**Extracted entries:**
+ + + + +
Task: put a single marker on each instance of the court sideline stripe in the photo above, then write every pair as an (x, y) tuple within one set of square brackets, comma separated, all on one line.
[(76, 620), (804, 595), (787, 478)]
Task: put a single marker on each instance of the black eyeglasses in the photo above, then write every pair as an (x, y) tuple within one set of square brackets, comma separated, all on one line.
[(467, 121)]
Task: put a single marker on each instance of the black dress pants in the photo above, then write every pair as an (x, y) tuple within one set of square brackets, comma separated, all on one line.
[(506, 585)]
+ + + + +
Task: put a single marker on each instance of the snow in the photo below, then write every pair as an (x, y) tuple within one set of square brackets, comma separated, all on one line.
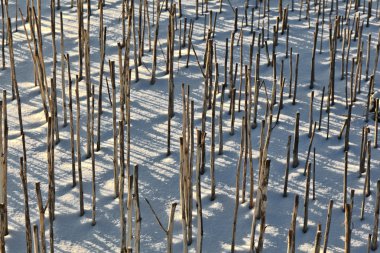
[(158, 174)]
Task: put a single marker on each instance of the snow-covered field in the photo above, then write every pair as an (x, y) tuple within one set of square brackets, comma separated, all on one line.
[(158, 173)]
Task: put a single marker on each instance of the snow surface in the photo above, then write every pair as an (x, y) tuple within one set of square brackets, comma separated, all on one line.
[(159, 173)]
+ + + + +
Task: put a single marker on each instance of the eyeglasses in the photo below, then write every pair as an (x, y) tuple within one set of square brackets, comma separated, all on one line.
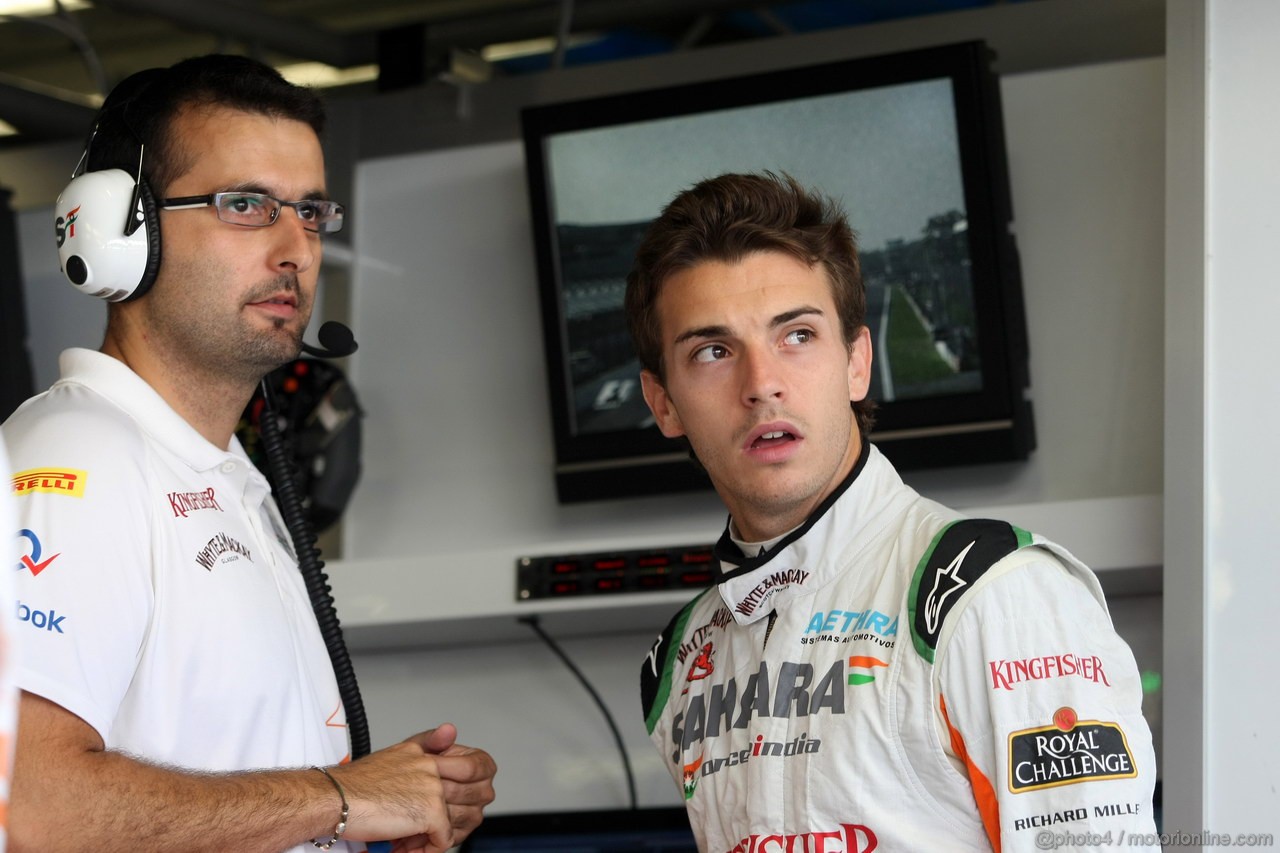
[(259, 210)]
+ + + + +
**What you should do:** Rewrite the stretch of material from the line containing "Task: put a single marker on each instance of the court" through the line containing "[(76, 620), (804, 595), (787, 478)]", replacing "sideline stripe" with "baseline stripe" and leaving everything else unchanged.

**Exercise output:**
Task: put a single marker on each instance of the court baseline stripe in the photo above, then write every pair as an (x, y) tuple within one set of square brackets, comma separated, all on one line.
[(76, 620), (804, 595), (787, 478)]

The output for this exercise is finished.